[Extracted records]
────────────────────

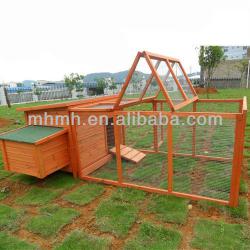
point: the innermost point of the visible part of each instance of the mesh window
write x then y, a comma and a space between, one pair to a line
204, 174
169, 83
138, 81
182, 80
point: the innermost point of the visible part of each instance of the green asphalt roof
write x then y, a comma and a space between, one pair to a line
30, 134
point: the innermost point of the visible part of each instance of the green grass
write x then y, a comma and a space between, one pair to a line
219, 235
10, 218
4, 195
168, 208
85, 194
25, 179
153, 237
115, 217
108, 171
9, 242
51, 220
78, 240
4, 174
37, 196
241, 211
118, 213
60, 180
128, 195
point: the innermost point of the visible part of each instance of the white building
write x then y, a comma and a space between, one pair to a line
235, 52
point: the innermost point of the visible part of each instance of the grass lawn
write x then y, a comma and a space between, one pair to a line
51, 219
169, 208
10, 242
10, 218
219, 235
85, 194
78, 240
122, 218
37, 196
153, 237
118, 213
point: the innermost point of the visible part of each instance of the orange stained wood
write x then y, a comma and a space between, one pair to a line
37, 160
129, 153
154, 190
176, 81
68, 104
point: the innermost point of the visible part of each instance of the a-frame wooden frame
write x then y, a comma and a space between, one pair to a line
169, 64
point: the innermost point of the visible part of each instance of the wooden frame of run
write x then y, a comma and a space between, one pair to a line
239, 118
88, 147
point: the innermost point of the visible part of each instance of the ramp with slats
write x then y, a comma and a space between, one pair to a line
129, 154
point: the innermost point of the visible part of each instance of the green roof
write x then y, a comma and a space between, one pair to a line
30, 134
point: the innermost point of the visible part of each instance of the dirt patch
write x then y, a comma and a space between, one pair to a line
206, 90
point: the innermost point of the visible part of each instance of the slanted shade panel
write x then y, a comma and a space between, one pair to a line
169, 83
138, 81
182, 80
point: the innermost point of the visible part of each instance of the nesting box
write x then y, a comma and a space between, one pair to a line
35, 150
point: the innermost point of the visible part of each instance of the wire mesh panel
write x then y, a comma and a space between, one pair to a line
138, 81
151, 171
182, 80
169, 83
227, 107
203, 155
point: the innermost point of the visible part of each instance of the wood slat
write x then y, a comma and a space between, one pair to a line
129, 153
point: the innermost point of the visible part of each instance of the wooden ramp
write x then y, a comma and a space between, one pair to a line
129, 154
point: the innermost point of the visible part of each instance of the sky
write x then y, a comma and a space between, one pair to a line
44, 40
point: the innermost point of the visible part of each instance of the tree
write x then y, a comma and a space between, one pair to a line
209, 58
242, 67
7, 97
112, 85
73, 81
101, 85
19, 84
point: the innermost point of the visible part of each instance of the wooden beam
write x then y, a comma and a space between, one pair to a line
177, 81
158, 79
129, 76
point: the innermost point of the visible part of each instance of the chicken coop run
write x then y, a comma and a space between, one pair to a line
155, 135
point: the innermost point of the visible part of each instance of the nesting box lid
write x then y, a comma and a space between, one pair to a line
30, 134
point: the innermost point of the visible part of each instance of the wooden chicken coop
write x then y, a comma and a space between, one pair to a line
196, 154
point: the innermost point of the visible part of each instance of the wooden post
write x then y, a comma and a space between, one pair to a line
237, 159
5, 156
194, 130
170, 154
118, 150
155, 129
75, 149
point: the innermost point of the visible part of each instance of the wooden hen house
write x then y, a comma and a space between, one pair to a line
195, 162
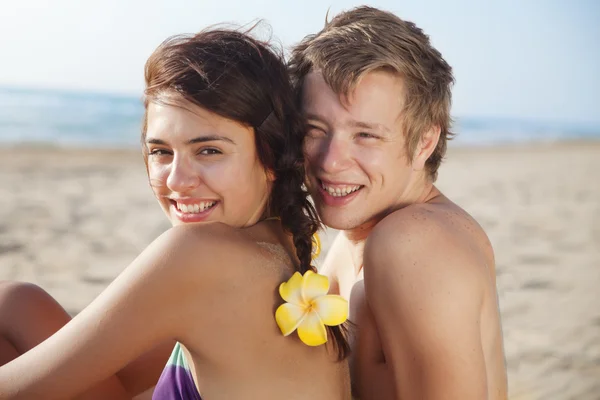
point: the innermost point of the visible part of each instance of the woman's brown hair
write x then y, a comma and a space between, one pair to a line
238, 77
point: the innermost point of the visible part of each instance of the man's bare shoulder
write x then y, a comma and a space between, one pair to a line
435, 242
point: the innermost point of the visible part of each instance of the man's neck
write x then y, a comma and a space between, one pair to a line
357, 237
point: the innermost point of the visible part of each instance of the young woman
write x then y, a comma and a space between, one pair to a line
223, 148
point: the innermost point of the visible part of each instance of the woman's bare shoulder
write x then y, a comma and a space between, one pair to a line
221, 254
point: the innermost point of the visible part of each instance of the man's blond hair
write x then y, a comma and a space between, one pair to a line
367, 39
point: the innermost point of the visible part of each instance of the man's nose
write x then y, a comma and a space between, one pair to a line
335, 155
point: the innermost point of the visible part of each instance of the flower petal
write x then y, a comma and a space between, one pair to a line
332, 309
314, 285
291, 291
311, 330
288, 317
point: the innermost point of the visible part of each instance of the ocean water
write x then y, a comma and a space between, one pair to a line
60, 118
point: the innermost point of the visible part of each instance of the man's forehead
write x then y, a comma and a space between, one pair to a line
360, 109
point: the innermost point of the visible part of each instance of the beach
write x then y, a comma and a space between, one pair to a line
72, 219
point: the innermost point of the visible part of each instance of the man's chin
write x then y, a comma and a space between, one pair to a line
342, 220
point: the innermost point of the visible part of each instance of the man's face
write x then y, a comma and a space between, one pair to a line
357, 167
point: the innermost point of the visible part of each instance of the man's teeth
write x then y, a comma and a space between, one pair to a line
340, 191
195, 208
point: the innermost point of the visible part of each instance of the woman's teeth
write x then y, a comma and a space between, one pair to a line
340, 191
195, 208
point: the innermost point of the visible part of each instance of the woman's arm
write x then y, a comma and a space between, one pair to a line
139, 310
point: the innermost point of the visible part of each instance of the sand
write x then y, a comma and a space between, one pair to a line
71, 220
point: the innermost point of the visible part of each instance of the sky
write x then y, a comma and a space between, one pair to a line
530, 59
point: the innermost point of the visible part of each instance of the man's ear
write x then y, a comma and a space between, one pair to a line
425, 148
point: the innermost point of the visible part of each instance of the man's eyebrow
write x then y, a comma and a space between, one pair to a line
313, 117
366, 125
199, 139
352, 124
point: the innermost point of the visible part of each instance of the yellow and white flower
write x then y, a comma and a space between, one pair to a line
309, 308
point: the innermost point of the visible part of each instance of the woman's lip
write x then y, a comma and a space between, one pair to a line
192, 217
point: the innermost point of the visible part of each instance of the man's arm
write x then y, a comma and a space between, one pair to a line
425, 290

────────────────────

Some lines in the records may hold "teeth"; state how many do, and give no more than that number.

2